Gerald Ford enlisted in
the Navy within the week.
At
first, Ford served in
the physical education
branch, and this gifted
athlete coached all nine
sports that were offered.
He soon grew restless,
though, and needed to
join the fight. Ford asked
to be transferred to service
at sea, and was assigned
to a light aircraft carrier,
the USS Monterey. He would
later write that there
he saw “as
much action as I’d
ever hoped to see.” With
Ford serving as assistant
navigator, athletic officer
and anti-aircraft battery
officer, the Monterey
fought in many of the
major operations of the
South Pacific, earning
10 battle stars during
his service.
Perhaps
Lieutenant Ford’s
finest hour at sea, however,
was a battle not with
the enemy, but with the
elements. In December
1944, a massive typhoon
slammed the Monterey,
with waves topping 70
feet. Chaos reigned as
the planes on board caught
fire, and several broke
free from their cables.
Many of the sailors were
incapacitated; Admiral
Halsey ordered the Monterey
abandoned; and flames
threatened to consume
the carrier. But then – thirty
years before President
Ford would right our ship
of state – Lieutenant
Ford helped save the Monterey
and its men.

(Rows from a box labeling dataset)
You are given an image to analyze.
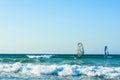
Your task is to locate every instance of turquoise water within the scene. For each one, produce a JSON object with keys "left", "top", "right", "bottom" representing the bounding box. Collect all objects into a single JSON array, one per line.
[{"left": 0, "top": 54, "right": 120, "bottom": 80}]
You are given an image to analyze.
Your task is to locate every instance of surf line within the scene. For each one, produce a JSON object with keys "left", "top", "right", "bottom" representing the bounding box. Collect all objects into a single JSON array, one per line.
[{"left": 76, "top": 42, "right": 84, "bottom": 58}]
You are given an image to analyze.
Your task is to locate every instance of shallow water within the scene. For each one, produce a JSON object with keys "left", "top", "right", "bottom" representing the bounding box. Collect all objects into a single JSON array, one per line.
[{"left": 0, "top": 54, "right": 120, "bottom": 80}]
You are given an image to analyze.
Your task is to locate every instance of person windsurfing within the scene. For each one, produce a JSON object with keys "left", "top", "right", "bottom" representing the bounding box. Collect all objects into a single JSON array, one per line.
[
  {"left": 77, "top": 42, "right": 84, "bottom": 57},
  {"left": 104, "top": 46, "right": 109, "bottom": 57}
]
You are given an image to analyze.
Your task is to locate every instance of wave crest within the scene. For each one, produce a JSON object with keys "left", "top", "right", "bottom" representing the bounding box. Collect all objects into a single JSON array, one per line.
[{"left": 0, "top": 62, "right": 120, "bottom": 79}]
---
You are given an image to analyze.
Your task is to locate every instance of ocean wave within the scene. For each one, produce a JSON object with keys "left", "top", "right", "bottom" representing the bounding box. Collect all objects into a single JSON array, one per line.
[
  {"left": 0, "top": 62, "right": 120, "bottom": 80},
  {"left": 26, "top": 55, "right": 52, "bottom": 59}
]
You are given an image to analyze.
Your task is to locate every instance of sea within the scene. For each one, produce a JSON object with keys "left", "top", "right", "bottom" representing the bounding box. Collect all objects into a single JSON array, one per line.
==
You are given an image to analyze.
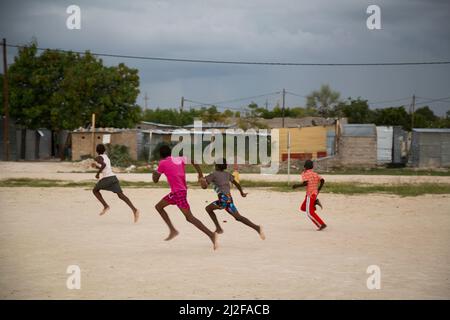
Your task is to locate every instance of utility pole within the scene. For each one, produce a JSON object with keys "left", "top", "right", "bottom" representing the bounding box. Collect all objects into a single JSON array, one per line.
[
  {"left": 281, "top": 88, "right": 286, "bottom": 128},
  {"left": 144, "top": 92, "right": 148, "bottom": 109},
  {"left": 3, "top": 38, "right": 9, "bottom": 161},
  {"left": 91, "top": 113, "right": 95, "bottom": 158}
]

— Stated exercise A —
According to the passage on Gerald Ford's Navy service, how many battle stars did the Monterey earn during his service?
— Stated exercise B —
Resume the passage on Gerald Ford's Navy service, starting after its final sentence.

— Right answer A —
10 battle stars.

— Right answer B —
At
great personal risk, Jerry
Ford led a team down to
the hangar deck to battle
the fire. With gas tanks
exploding around them
and thick smoke choking
the air, they evacuated
the stricken men and then
extinguished the fire.
The fight lasted for hours,
but the Monterey and almost
all of her sailors survived.
The teamwork that Jerry
Ford learned playing football
at the University of Michigan
was surely put to the
test that day. And the “we’re
all in this together” feeling
of community, instilled
in him by his Grand Rapids
upbringing, just as surely
contributed to his leadership
on the Monterey.
After
the war, Gerald Ford returned
to practice law in Grand
Rapids but soon felt a
new call to service. When
he ran for Congress, his
naval record was clearly
an asset, but more important
than how that service
helped him was how it
had changed him. Ford’s
naval service had inspired
in him a transformation
similar to that of Michigan’s
great Senator Arthur Vandenberg,
another son of Grand Rapids
who had evolved from an
isolationist to an internationalist.
With
Vandenberg’s
support, Ford ran an underdog
primary campaign against
the isolationist incumbent.
Ford’s
upset victory was a reflection
of how highly voters thought
of him personally and
also how much had changed
in American politics.
The
people of Michigan’s
Fifth District recognized
that Gerald Ford was the
right man for the times,
and years later the rest
of America would reach
that same judgment. The
Watergate scandal slammed
our nation like a political
typhoon, and thank goodness
Gerald Ford was there
to lead us with the same
steady courage he had
displayed on the Monterey.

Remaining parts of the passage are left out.